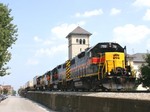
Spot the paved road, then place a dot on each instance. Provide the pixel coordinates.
(18, 104)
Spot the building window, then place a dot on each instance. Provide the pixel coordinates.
(80, 49)
(83, 41)
(80, 41)
(77, 40)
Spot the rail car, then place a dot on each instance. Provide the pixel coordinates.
(103, 66)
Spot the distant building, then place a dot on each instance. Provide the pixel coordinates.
(78, 41)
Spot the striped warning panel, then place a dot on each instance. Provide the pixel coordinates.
(68, 69)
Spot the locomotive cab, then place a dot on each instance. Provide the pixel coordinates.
(110, 59)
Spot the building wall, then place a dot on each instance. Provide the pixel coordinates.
(77, 44)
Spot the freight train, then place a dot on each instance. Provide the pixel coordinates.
(101, 67)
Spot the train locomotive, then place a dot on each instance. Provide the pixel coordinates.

Exercise -
Write out every line of the records above again, word for word, and leave the pictures out.

Solution to this problem -
Spot the paved road, then place a dot on each instance. Provide the pixel coordinates.
(18, 104)
Spot the building window, then place a dot on each instance. Provide the pixel coordinates.
(80, 49)
(83, 41)
(80, 41)
(77, 40)
Spot the rail car, then place a dot on each instance. Provide the pixel coordinates.
(103, 66)
Spot the distant building, then place a dot on each instance. Provide the pixel coordinates.
(78, 41)
Spot the striped warning panel, then place a dot on each instance. Provide the pixel coordinates.
(68, 69)
Spot the locomotive cab, then place a dot on each instance. Provide the pixel coordinates.
(110, 59)
Spot the building wall, then place a dot on each instance. Provide the pixel coordinates.
(77, 44)
Spot the freight train, then place a dot on each instance. Provide the pixel coordinates.
(101, 67)
Spot the train locomotive, then place a dot on each instance. Provide the pixel coordinates.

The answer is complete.